[Text]
######

The costs always vary from clinic to clinic. From Veterinarian to Veterinarian, charges and fees will also vary. It is important to understand the financial costs before the situation arises. This may be an important factor in your decision.

Services and Equipment

Does this facility have it’s own medical equipment such as X-ray technology, ultrasound equipment, blood pressure and eye pressure equipment, as well as dental equipment. You would also want to ensure that there is a laboratory facility that they have a partnership with in order to have tests and labs done by a specialist if needed.

While on the topic of specialists, how do they handle referrals? Do they have a relationship with the specialists they refer clients to? Which services do they make referrals for, oncology, ophthalmology, orthopedics and dermatology?

Community

Does the Vet and the clinic have a relationship with the community at all? Do they participate in events as a group, partake in parades, offer specials around the Holidays, such as photos with Santa and their own pet?

######

[Listed entries]
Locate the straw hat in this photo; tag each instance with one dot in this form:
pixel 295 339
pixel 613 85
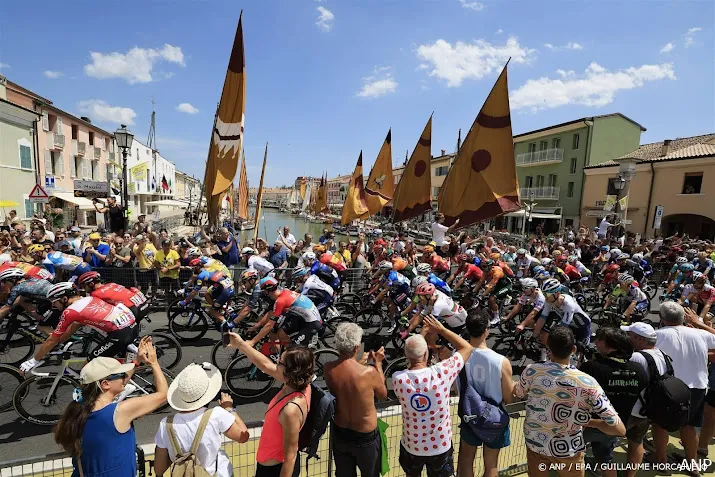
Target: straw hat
pixel 194 387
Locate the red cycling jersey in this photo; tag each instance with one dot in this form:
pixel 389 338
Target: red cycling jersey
pixel 31 271
pixel 113 293
pixel 96 313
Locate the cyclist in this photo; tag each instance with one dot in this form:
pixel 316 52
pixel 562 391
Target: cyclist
pixel 21 291
pixel 497 285
pixel 425 270
pixel 220 289
pixel 635 297
pixel 564 310
pixel 533 297
pixel 700 293
pixel 301 322
pixel 115 321
pixel 113 293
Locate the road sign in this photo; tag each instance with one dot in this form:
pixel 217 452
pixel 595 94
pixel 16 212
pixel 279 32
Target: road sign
pixel 91 189
pixel 658 217
pixel 38 194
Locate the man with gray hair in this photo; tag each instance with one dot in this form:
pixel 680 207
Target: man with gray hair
pixel 688 347
pixel 424 395
pixel 356 439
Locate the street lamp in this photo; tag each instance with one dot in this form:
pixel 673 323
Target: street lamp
pixel 124 139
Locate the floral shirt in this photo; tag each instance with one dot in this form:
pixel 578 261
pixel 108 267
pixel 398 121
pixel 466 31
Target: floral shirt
pixel 559 401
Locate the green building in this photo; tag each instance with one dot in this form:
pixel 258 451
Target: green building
pixel 550 162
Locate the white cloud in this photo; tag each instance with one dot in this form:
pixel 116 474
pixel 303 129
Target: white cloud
pixel 470 60
pixel 472 5
pixel 597 87
pixel 690 36
pixel 187 108
pixel 378 84
pixel 325 19
pixel 134 66
pixel 99 110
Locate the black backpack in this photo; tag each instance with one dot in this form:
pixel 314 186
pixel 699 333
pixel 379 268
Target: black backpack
pixel 667 398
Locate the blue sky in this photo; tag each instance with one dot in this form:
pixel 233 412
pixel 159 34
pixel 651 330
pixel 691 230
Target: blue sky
pixel 326 79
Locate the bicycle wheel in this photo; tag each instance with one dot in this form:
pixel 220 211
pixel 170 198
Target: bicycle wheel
pixel 168 349
pixel 186 324
pixel 10 379
pixel 221 356
pixel 323 357
pixel 143 379
pixel 33 402
pixel 245 380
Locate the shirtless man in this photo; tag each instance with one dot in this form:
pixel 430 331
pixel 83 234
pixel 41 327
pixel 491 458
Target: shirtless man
pixel 355 386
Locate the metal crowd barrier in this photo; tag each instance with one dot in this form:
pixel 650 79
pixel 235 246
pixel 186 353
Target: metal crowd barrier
pixel 512 459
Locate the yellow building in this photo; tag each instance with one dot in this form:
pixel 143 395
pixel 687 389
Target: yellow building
pixel 673 188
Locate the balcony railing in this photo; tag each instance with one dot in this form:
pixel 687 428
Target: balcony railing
pixel 540 157
pixel 528 193
pixel 59 140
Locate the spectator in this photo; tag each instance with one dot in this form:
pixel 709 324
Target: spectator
pixel 190 393
pixel 489 373
pixel 688 348
pixel 622 381
pixel 430 446
pixel 278 446
pixel 356 438
pixel 228 247
pixel 559 401
pixel 96 430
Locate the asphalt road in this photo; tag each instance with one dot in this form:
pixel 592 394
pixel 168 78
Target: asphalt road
pixel 22 440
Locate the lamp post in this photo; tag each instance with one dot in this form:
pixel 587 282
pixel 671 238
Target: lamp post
pixel 124 139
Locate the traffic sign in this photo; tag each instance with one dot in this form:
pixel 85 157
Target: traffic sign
pixel 38 194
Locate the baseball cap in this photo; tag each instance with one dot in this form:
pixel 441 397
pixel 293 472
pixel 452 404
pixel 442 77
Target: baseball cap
pixel 641 329
pixel 101 367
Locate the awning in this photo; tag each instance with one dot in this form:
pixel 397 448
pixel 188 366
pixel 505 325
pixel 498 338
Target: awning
pixel 83 203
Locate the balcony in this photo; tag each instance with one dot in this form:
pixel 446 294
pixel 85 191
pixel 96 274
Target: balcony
pixel 536 158
pixel 58 140
pixel 533 193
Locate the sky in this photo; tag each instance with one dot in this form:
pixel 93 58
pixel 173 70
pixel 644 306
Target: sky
pixel 327 79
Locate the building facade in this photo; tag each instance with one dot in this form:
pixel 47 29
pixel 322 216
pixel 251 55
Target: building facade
pixel 18 155
pixel 675 178
pixel 550 164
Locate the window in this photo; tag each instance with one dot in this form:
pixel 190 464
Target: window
pixel 692 183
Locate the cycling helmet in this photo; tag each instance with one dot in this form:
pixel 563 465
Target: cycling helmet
pixel 385 265
pixel 423 268
pixel 61 290
pixel 551 285
pixel 268 284
pixel 35 248
pixel 425 289
pixel 11 274
pixel 88 278
pixel 298 272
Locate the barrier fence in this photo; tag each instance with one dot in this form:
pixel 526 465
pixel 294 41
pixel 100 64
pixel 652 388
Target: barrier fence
pixel 512 459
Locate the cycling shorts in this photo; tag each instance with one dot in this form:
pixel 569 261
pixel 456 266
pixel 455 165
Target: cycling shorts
pixel 115 343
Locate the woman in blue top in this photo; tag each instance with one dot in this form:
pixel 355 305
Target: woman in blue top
pixel 95 430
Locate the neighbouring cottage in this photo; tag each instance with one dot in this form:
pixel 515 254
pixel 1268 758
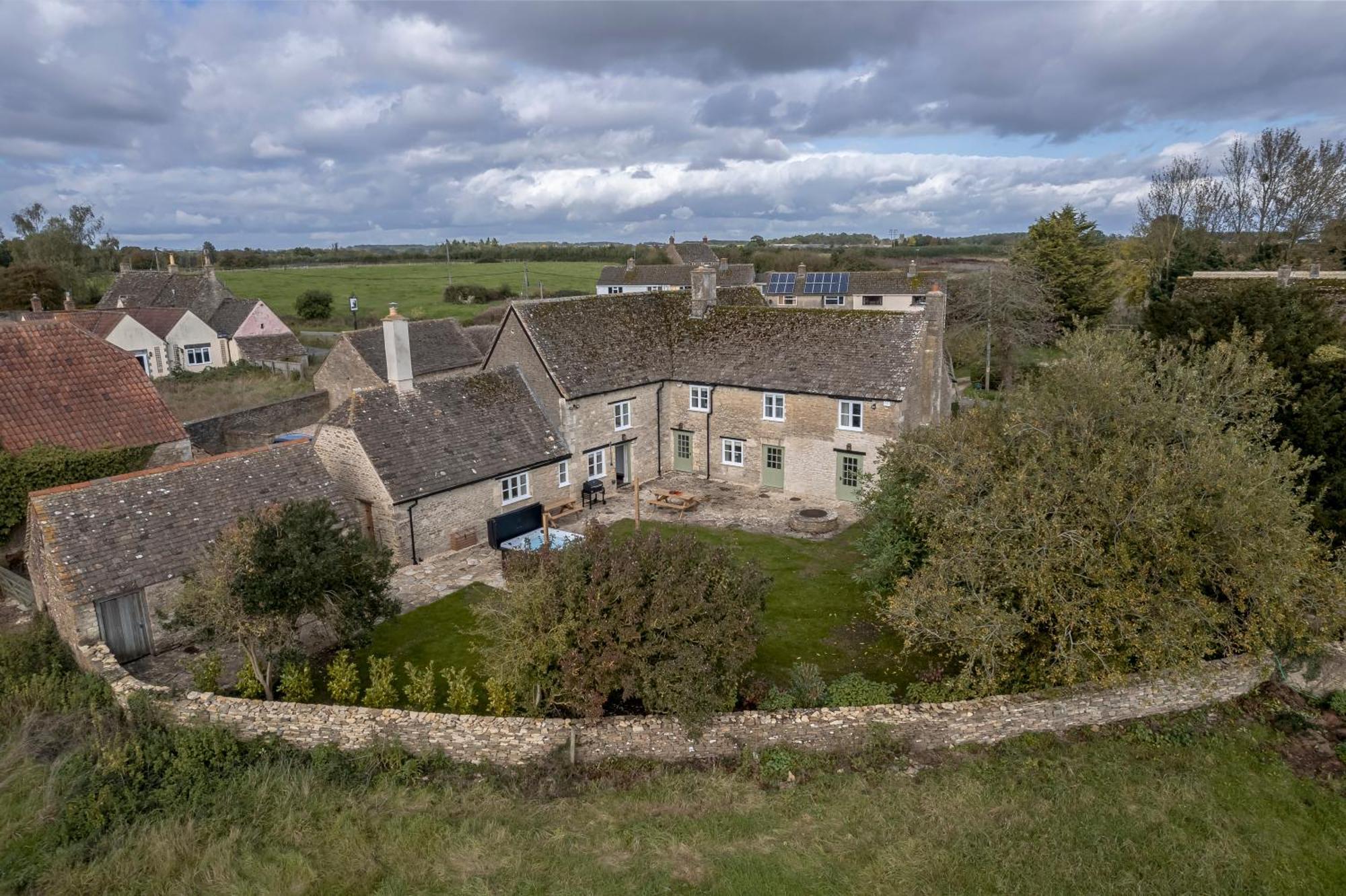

######

[Problem]
In the veterinary clinic text, why should a clinic have a partnership with a laboratory facility? Answer in one to three sentences.

[Exercise result]
A laboratory partnership lets tests and labs be done by a specialist if needed.